## About this task
In the data below, restate exactly the lines from the one with "point_to(query) returns, for every instance of the brown" to the final line, both included, but not the pictures.

┄┄┄┄┄┄

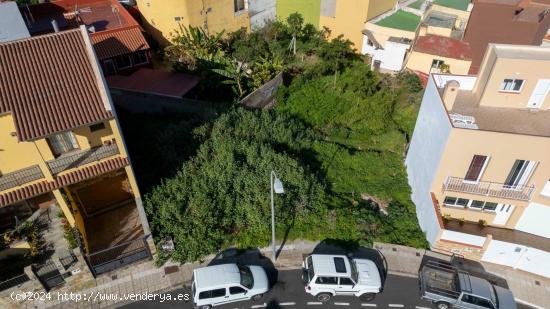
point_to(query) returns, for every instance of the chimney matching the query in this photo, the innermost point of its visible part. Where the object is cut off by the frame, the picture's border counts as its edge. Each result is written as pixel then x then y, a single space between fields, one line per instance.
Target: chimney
pixel 55 26
pixel 449 94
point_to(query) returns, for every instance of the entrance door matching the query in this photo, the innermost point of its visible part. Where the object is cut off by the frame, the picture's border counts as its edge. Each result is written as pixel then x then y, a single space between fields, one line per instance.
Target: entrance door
pixel 539 94
pixel 503 211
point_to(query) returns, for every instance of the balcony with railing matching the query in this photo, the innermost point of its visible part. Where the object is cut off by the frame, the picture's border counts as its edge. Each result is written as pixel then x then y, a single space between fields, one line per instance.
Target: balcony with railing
pixel 520 192
pixel 20 177
pixel 82 157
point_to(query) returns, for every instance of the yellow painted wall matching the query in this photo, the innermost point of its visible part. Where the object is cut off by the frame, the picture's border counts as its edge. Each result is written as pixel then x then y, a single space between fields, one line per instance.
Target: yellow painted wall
pixel 15 155
pixel 79 219
pixel 503 150
pixel 422 62
pixel 351 16
pixel 158 16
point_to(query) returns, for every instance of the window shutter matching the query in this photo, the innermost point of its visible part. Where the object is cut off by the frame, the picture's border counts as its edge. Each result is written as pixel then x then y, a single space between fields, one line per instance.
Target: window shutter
pixel 476 167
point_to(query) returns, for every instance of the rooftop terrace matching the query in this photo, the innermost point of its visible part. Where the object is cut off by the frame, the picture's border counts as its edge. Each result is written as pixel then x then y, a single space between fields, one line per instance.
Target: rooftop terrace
pixel 489 118
pixel 400 20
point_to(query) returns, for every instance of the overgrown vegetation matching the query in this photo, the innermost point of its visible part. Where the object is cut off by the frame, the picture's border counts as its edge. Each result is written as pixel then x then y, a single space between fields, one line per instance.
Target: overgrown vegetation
pixel 336 139
pixel 68 231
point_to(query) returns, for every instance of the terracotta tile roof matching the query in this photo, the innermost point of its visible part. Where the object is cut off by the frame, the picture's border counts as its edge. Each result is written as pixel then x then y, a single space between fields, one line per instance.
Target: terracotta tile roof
pixel 505 22
pixel 112 43
pixel 443 46
pixel 33 190
pixel 49 85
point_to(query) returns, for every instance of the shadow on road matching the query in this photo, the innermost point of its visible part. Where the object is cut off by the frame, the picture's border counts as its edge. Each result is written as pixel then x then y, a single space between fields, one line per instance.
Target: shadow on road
pixel 247 257
pixel 474 268
pixel 273 304
pixel 354 250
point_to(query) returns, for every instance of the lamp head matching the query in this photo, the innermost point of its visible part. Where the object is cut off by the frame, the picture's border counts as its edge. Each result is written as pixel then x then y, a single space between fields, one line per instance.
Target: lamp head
pixel 278 186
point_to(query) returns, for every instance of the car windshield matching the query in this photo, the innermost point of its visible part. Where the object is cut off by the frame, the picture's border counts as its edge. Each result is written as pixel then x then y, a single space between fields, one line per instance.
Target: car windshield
pixel 354 274
pixel 247 280
pixel 310 270
pixel 494 297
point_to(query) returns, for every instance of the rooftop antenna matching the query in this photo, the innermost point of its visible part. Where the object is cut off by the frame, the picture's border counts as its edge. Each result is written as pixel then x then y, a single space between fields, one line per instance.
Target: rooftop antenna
pixel 114 9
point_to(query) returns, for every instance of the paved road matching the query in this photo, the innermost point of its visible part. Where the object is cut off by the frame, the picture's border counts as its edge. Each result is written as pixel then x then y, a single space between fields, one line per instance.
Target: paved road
pixel 288 293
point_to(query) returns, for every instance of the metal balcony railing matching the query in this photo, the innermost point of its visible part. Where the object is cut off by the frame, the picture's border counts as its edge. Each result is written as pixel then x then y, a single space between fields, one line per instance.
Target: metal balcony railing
pixel 20 177
pixel 493 189
pixel 80 158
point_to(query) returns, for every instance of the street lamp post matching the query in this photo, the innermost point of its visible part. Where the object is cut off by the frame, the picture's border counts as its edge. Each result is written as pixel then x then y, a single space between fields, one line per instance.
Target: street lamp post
pixel 277 186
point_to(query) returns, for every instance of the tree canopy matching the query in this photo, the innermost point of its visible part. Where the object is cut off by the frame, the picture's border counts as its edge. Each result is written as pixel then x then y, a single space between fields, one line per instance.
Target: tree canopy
pixel 336 139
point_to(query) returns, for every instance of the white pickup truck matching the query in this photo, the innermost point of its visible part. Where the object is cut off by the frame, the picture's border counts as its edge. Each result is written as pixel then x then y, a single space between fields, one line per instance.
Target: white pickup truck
pixel 329 275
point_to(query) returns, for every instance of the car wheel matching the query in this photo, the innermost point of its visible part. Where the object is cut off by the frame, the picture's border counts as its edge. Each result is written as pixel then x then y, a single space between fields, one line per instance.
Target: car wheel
pixel 257 297
pixel 367 296
pixel 442 305
pixel 323 297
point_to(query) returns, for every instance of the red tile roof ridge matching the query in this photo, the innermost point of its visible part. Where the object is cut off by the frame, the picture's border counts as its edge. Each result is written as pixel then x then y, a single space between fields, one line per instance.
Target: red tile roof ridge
pixel 443 46
pixel 115 30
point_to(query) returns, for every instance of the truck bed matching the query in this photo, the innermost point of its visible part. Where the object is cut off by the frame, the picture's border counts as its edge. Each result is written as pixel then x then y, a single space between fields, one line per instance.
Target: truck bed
pixel 440 279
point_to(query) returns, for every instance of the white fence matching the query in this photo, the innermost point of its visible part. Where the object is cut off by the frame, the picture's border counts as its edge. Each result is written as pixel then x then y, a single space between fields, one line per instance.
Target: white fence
pixel 519 257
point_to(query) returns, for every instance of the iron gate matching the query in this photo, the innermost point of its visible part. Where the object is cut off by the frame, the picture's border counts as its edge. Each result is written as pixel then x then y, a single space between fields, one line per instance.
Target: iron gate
pixel 118 256
pixel 48 274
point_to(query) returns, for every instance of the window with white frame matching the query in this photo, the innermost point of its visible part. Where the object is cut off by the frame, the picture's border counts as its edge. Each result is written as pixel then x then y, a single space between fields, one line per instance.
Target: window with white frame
pixel 123 62
pixel 476 168
pixel 240 5
pixel 140 57
pixel 520 173
pixel 62 143
pixel 512 85
pixel 451 201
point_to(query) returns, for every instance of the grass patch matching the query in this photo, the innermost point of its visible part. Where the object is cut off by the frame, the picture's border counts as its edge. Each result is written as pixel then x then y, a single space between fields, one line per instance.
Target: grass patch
pixel 454 4
pixel 401 20
pixel 417 4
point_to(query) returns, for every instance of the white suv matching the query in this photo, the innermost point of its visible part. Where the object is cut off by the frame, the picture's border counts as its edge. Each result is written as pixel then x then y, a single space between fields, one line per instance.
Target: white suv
pixel 329 275
pixel 227 283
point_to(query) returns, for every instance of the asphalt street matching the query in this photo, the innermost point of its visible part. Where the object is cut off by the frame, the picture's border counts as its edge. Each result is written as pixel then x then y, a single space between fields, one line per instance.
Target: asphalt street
pixel 288 292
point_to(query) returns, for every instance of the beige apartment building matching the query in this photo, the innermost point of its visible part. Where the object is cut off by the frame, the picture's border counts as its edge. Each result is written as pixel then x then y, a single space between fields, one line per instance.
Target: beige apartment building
pixel 479 164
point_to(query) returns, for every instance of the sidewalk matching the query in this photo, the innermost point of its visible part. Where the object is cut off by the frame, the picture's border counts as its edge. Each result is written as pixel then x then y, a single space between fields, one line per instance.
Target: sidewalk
pixel 145 277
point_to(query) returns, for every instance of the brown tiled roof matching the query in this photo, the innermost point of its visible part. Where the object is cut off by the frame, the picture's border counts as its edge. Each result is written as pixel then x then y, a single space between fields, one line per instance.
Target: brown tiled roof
pixel 33 190
pixel 112 43
pixel 49 85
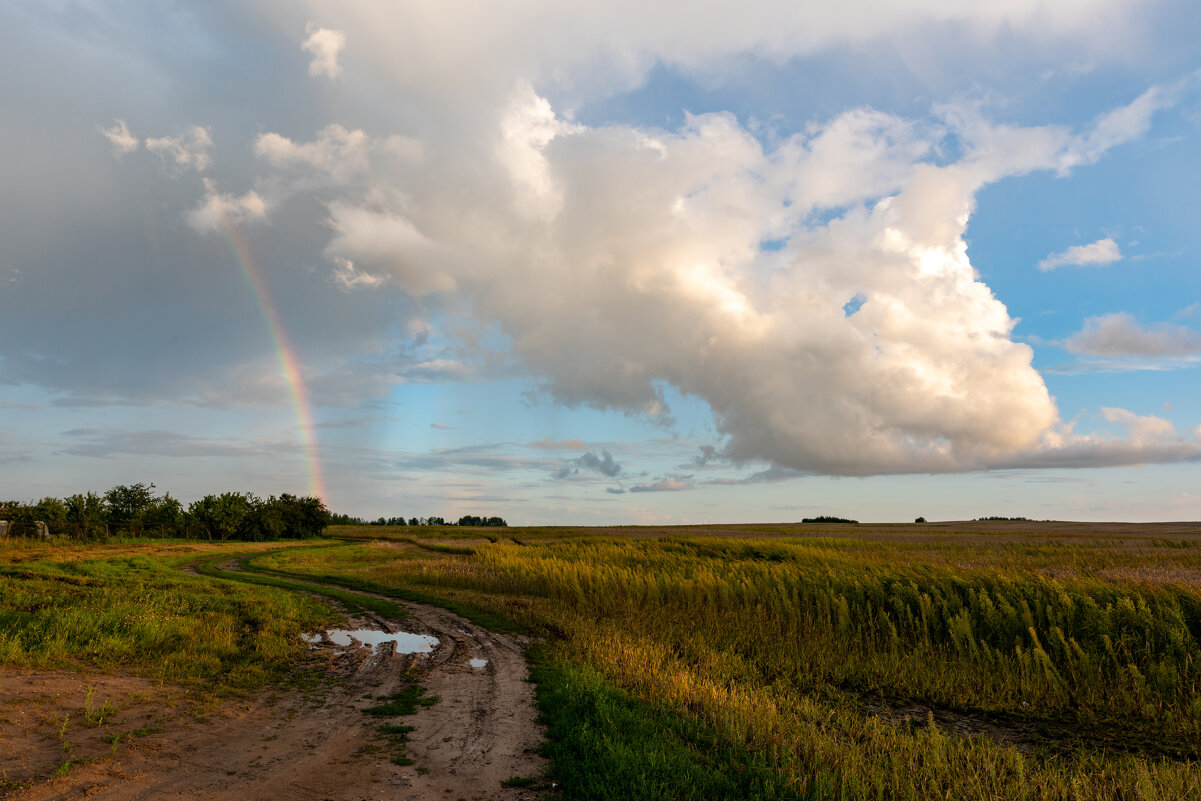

┄┄┄┄┄┄

## Answer space
point_to(query) returns, for every instance of the brown tiled roof matching the query in this photo, the innermost point of its visible part. Where the object is cut off by the frame, the picture's border counts as its edge. Each result is written as pixel then x then y, a single space between fields, one line per instance.
Target: brown tiled roof
pixel 33 190
pixel 112 43
pixel 49 85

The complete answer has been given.